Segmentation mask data
-- Opening Marker --

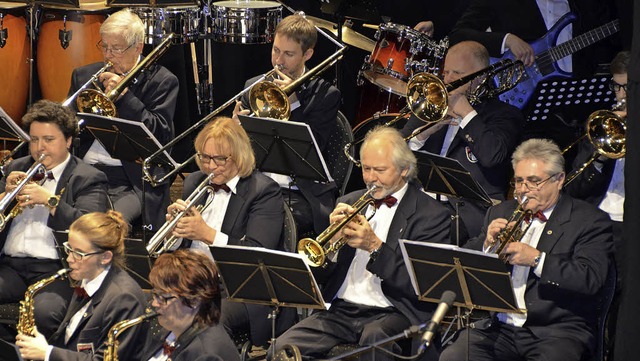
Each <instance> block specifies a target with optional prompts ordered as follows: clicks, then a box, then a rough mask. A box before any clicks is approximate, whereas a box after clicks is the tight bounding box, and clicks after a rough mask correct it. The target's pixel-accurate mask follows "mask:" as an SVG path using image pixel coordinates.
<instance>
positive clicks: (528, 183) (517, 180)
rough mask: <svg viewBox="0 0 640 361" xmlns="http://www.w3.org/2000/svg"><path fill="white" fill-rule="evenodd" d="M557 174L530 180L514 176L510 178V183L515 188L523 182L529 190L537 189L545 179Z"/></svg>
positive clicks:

-- Closing Marker --

## [What is being asked]
Can you retype all the rows above word for word, leaving out the pictures?

## [Result of the task]
Each <instance> block specifies a target with optional prompts ordered as follows: clicks, then a box, then a rough mask. A box before any clicks is approximate, whereas a box after clicks is the tight bounding box, and clicks after a rough mask correct it. The target's pixel-accurate mask follows "mask:" as an SVG path using image pixel coordinates.
<instance>
positive clicks: (528, 183) (517, 180)
rough mask: <svg viewBox="0 0 640 361" xmlns="http://www.w3.org/2000/svg"><path fill="white" fill-rule="evenodd" d="M557 174L530 180L514 176L510 178V183L515 188L523 182L529 190L537 189L545 179Z"/></svg>
positive clicks:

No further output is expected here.